### Work to be completed
Could you write out everything from the line containing "Select all occurrences of metal railing." down to the line containing "[389,194,541,588]" in the records, switching "street shadow" to "cast shadow" and leaving all else unchanged, and give only those lines?
**** Entries supplied ****
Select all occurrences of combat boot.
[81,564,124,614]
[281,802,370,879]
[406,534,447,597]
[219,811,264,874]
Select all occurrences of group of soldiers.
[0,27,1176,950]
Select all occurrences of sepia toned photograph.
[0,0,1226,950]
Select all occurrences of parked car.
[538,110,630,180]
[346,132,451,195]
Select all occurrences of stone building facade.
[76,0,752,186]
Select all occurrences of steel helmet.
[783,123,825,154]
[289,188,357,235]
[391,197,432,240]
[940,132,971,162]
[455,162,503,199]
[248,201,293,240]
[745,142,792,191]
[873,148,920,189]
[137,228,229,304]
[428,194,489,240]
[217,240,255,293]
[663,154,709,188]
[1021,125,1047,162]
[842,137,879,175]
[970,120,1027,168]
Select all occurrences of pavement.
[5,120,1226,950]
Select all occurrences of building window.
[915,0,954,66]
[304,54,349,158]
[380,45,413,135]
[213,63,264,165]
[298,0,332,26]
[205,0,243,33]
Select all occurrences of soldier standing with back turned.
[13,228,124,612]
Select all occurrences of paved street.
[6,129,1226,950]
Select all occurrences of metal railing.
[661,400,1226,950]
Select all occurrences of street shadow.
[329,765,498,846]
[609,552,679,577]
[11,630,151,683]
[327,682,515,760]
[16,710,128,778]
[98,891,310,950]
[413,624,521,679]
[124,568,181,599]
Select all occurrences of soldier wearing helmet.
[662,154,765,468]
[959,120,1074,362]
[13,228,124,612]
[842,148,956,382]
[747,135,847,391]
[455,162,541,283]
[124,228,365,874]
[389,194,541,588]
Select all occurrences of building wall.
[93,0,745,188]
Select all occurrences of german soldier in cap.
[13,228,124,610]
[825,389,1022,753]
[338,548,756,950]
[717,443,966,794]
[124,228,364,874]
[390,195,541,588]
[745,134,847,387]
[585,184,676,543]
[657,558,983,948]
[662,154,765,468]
****
### Written response
Select all occurrences of metal railing.
[661,400,1226,950]
Select all occurrences of cast shadow.
[329,765,498,846]
[609,552,679,577]
[11,630,151,683]
[327,682,515,760]
[16,710,128,778]
[98,891,310,950]
[413,624,521,679]
[124,568,181,599]
Select all occurrences of soldier wearing helmet.
[662,154,765,468]
[959,120,1074,362]
[13,228,124,612]
[842,148,956,382]
[747,135,847,391]
[455,162,541,283]
[124,228,365,874]
[389,194,541,588]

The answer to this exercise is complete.